Density functional theory (DFT) provides a way to get 0 Kelvin quantum mechanical energies and forces for atoms in crystals. However, if you want first principles thermodynamic data for crystals at finite temperatures, then you need more than just static or geometrical relaxation calculations. One important contribution to finite temperature thermodynamics of crystals is the energies and entropies of vibrations. These can be calculated by integrating a function called the phonon density of states. Phonons are quantizations of the normal modes of atomic oscillations in a crystal. We can use DFT and some post-processing software to calculate the vibrational modes of a crystal, calculate the phonon density of states, and integrate that to get the vibrational entropy, enthalpy, and heat capacity of the crystal. This guide will detail the steps required to successfully perform a set of phonon calculations with DFT. As the Vienna Ab-initio Simulation Package (VASP) is the DFT computational work-horse of the Wolverton Research Group, examples will take the form of VASP input and output files.
----
> _Directives_
1. In the records, starting with the line that contains "mark the hillside" and going on through the end of the records, switch "town" to "village" and give those lines again with nothing else changed.
2. Resume the text on phonon calculations with DFT from the point where it stops.
These records have no connection to the text on phonon calculations.

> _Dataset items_
----
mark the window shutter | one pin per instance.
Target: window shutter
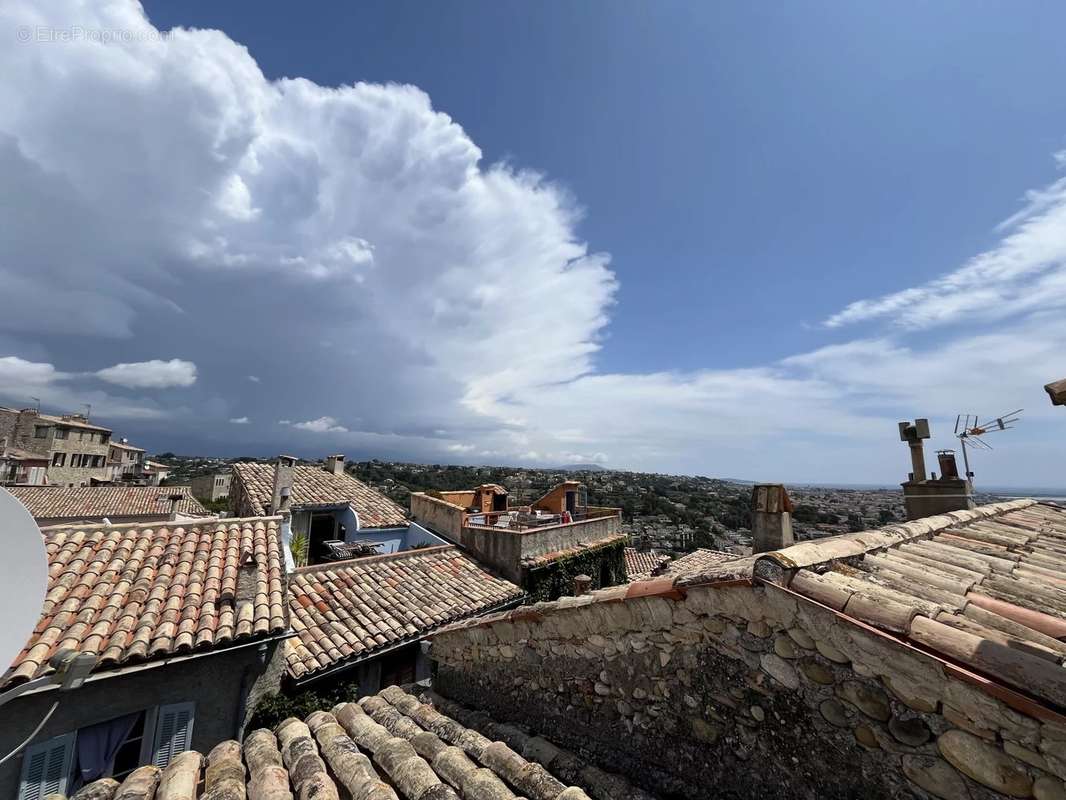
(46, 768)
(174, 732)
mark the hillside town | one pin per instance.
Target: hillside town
----
> _In response_
1.
mark the hillside village | one pin per instance.
Target: hillside village

2.
One way to implement the theory of crystal vibrations in a practical way is to explicitly calculate the forces between every atom in the crystal and construct the force constant matrix of the crystal. This force constant matrix then allows us to calculate the normal modes of at any particular wavevector, q. To calculate the forces caused by an atom i, we displace atom i, and then use DFT to calculate the forces on every atom using the Hellman-Feynman theorem. This method of calculating the force constant matrix by explicitly displacing atoms is called the Frozen-Phonon method. It is generally quicker and computationally cheaper than the Linear Response method, which utilizes density functional perturbation theory to calculate forces.
One drawback of the frozen-phonon method is that large supercells are needed to accurately calculate the force constant matrix. The periodic boundary conditions used in DFT calculations cause problems for the frozen phonon method. Displacing one atom in a small unit cell creates forces on all the atoms in the same unit cell, but also on the periodic images of these atoms.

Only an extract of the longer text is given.